*TEXTE DE LECTURE*
↓

Changement climatique : une hausse des migrations semble inévitable
Le changement climatique, et les catastrophes qui en découlent, contraint de nombreuses personnes à quitter leur foyer. Comment ces nouvelles migrations sont-elles gérées par les États ? Interview.
Des pêcheurs bangladais aux maisons submergées par les eaux aux paysans sahéliens forcés d’abandonner leurs champs devenus infertiles, une nouvelle catégorie de migrants a vu le jour : les réfugiés climatiques. Mais le droit international peine encore à prendre en compte ce nouveau défi humanitaire. De retour d’une réunion du Groupe d'experts intergouvernemental sur l'évolution du climat (Giec) à Katmandou, au Népal, François Gemenne, directeur de l’observatoire Hugo sur les migrations, l’environnement et les relations internationales à l’université de Liège (Belgique) a répondu à nos questions.
Combien compte-t-on de migrants climatiques ?
François Gemenne : Aujourd’hui, et contrairement à ce qui se fait dans les discours politiques, nous ne distinguons plus les migrations par catégories. Pour une raison simple : les motifs de départ s’interpénètrent. Le changement climatique peut, par exemple, réduire les récoltes et contraindre les agriculteurs à quitter leur pays pour des raisons économiques. Ou entraîner des conflits dont les migrations résultantes relèvent d’une problématique d’asile.
Cependant, on peut estimer que le changement climatique va provoquer une hausse des migrations. La Banque mondiale prévoit 143 millions de déplacés supplémentaires d’ici à 2050, si les objectifs de l’Accord de Paris sur le climat ne sont pas respectés (lire aussi : 143 millions de personnes pourraient bientôt devenir des réfugiés climatiques). Ces déplacés seront principalement originaires de l’Asie du Sud-Est, de la bande sahélienne et de certains États insulaires. Parmi eux, nous ne savons pas bien combien franchiront une frontière. Mais il y en aura.
Face à cet afflux de réfugiés climatiques, quelles réponses sont prévues ? Peuvent-ils prétendre à l’asile ?
François Gemenne : Aujourd’hui, une demande d’asile déposée pour des raisons climatiques serait rejetée. Celui-ci est réservé aux « personnes craignant avec raison d'être persécutées du fait de leur race, de leur religion, de leur nationalité, de leur appartenance à un certain groupe social ou de leurs opinions politiques […] et qui ne peuvent […] se réclamer de la protection de leur pays » (Convention de Genève, 1951). Mais plusieurs négociations internationales tentent d’améliorer la réponse apportée à ces migrations.

↑

*DONNÉES PRÉSENTÉES*
↓

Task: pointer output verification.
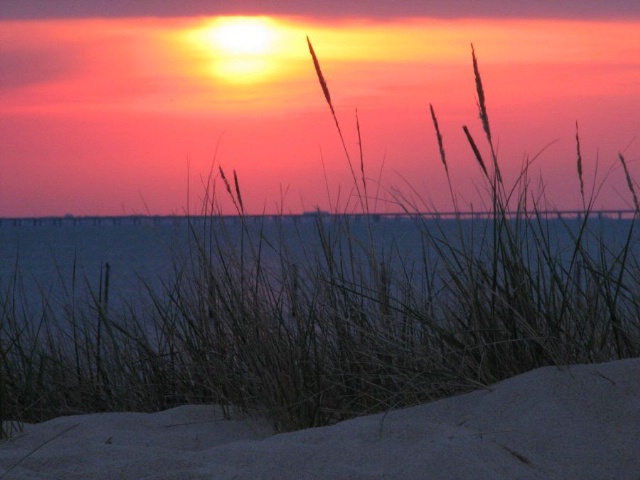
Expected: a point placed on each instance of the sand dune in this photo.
(581, 422)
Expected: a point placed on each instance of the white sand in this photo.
(576, 423)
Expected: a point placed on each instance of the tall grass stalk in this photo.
(310, 331)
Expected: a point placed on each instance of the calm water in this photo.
(56, 260)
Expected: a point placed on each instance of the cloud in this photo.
(27, 66)
(30, 9)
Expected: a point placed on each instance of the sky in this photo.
(130, 107)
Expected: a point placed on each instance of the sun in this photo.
(242, 48)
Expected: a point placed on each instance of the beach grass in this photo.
(340, 328)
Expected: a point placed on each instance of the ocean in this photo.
(54, 260)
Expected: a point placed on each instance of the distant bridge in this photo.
(134, 220)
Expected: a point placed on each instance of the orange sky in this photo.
(121, 116)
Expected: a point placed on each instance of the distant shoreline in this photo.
(98, 220)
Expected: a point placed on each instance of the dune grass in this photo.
(340, 328)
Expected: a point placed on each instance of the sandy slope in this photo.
(582, 423)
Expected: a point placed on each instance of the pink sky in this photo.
(107, 116)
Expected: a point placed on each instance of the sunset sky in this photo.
(127, 107)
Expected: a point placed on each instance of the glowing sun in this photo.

↑

*CONSIGNE*
D'après le texte de lecture, combien de déplacés supplémentaires la Banque mondiale prévoit-elle d'ici à 2050 si les objectifs de l'Accord de Paris ne sont pas respectés ? Les données ci-dessus sont sans rapport avec le texte de lecture.

*RÉSULTAT ATTENDU*
143 millions de déplacés supplémentaires.